Work to be completed
How many lines of the records below contain the string "grass"? Reply with the number alone.
━━━━━ Dataset records ━━━━━
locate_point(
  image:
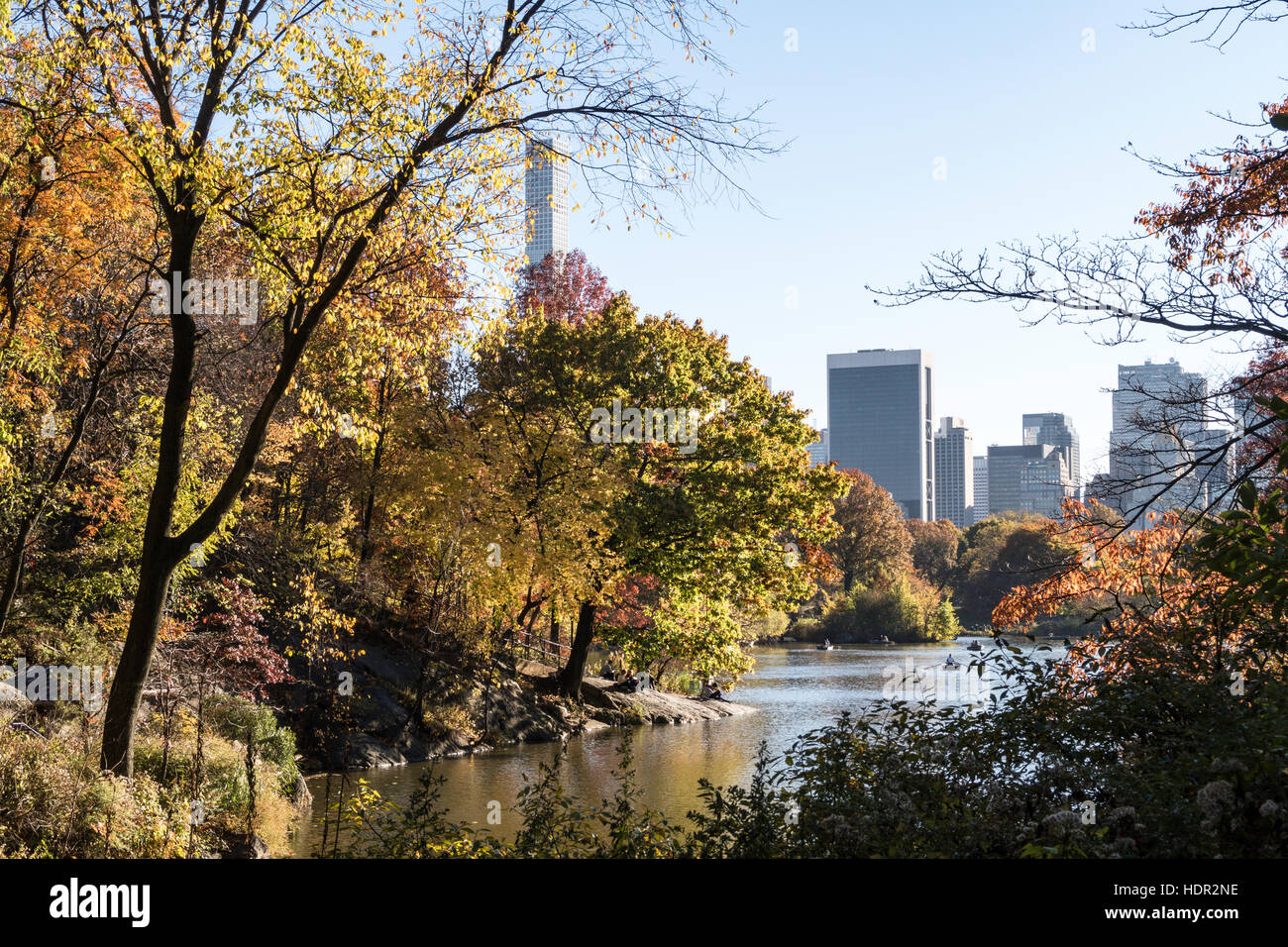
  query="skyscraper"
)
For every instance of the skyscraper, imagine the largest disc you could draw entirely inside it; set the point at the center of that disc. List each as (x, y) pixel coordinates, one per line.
(546, 196)
(1055, 429)
(818, 450)
(982, 509)
(880, 412)
(954, 474)
(1028, 478)
(1159, 438)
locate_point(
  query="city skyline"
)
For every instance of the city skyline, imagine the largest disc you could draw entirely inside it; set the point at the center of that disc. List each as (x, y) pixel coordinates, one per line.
(943, 102)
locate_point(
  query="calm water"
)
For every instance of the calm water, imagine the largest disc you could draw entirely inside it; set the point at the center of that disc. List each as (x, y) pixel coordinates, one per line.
(795, 688)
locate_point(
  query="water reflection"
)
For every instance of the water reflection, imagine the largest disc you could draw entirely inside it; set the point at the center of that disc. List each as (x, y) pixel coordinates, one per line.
(795, 688)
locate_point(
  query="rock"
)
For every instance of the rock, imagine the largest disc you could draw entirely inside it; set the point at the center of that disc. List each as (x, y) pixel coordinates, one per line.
(12, 694)
(300, 795)
(249, 848)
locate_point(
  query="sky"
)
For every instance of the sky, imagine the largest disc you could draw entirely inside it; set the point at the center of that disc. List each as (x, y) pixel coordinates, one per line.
(1026, 119)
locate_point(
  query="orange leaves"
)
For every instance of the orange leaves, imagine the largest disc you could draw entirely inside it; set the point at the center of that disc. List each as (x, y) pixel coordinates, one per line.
(1229, 202)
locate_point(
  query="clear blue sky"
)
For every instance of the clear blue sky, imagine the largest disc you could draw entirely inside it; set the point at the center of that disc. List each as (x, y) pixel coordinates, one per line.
(1031, 131)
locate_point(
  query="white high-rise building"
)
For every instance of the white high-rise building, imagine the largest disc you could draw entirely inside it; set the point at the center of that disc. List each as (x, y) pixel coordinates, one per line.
(980, 464)
(546, 196)
(954, 474)
(818, 453)
(1159, 438)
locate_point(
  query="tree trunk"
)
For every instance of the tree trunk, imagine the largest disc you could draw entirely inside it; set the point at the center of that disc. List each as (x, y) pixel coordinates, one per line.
(160, 553)
(13, 575)
(570, 681)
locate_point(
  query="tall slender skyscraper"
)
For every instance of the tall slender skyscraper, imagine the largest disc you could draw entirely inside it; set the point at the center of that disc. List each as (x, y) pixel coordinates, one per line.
(1055, 429)
(546, 196)
(880, 420)
(954, 474)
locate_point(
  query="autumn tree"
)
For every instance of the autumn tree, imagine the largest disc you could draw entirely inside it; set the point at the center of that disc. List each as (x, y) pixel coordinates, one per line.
(1212, 268)
(726, 508)
(263, 119)
(874, 545)
(76, 249)
(934, 551)
(562, 286)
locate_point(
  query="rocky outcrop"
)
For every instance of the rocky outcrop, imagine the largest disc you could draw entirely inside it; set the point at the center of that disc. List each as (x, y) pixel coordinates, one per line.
(655, 706)
(520, 709)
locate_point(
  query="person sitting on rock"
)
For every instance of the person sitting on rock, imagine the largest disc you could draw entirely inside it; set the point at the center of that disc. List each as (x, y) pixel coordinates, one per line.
(711, 690)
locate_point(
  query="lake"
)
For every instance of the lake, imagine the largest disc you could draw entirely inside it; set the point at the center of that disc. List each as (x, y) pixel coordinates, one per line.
(795, 688)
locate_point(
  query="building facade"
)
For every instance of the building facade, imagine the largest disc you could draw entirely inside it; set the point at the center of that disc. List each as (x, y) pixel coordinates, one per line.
(818, 453)
(1163, 454)
(1055, 429)
(546, 198)
(880, 420)
(1028, 478)
(954, 474)
(980, 470)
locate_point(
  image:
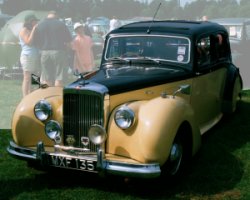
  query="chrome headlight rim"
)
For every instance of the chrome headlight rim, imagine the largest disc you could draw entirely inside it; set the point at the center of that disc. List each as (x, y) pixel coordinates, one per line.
(43, 110)
(53, 130)
(124, 117)
(97, 134)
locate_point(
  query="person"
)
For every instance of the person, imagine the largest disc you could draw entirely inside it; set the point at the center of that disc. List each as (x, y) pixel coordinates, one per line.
(113, 24)
(82, 46)
(53, 38)
(29, 57)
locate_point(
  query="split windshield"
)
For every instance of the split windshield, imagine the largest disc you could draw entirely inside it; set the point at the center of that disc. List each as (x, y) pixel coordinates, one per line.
(162, 48)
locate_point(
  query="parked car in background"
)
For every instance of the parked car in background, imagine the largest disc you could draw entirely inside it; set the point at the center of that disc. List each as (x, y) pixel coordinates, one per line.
(161, 85)
(239, 35)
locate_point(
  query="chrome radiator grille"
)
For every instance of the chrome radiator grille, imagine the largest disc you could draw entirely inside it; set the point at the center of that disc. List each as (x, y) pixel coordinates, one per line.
(80, 111)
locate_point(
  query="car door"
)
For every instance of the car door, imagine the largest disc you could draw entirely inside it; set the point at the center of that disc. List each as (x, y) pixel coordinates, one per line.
(208, 85)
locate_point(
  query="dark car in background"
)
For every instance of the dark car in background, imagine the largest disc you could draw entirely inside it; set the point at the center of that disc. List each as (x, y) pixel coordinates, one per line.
(239, 36)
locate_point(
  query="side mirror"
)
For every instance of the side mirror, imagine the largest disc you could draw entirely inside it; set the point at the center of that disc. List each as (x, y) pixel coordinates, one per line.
(184, 89)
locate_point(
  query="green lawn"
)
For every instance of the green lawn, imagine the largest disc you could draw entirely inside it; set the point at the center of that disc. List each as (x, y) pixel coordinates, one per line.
(221, 170)
(10, 95)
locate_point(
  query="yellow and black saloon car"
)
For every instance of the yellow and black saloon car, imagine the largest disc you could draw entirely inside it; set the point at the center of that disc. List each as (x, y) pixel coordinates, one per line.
(160, 86)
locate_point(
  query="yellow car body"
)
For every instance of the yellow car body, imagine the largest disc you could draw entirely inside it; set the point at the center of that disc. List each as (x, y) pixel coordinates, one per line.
(135, 116)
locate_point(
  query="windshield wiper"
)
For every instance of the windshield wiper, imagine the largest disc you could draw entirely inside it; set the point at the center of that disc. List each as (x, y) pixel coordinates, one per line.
(150, 59)
(119, 59)
(176, 66)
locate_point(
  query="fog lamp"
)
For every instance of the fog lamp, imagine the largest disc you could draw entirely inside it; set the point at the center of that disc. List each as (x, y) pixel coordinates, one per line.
(43, 110)
(53, 130)
(97, 134)
(124, 117)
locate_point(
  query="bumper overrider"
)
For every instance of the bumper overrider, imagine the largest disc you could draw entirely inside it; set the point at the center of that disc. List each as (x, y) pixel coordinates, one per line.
(66, 157)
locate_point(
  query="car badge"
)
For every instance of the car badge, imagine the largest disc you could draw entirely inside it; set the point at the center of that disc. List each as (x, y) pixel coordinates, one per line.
(85, 141)
(70, 140)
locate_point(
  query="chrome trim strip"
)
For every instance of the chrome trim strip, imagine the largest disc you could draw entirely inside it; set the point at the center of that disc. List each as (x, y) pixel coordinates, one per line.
(118, 168)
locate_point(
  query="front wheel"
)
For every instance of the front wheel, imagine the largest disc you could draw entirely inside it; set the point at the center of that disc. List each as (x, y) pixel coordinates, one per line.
(176, 158)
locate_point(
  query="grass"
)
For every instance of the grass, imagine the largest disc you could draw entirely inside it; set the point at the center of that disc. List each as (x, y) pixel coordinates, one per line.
(221, 170)
(10, 95)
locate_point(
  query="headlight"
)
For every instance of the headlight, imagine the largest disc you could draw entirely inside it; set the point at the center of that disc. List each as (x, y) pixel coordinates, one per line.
(53, 130)
(43, 110)
(97, 134)
(124, 117)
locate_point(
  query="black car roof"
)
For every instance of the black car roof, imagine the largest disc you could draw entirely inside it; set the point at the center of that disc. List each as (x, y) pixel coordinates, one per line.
(170, 26)
(232, 21)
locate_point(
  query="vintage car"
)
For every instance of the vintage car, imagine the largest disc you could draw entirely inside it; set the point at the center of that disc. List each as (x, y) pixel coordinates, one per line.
(160, 86)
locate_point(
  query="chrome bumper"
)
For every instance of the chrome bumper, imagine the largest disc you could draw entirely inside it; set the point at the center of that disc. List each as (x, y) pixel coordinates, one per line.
(103, 165)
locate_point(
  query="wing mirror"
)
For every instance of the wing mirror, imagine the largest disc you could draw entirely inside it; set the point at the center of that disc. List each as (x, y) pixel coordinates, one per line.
(184, 89)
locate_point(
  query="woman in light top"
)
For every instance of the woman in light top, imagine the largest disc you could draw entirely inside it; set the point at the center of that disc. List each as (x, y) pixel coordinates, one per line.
(29, 57)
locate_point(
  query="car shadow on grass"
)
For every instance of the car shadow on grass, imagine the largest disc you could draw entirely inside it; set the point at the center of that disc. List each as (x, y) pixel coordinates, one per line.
(216, 170)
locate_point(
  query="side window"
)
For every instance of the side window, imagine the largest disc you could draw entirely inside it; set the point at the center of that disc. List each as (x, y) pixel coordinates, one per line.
(221, 47)
(203, 52)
━━━━━
Answer to this exercise
4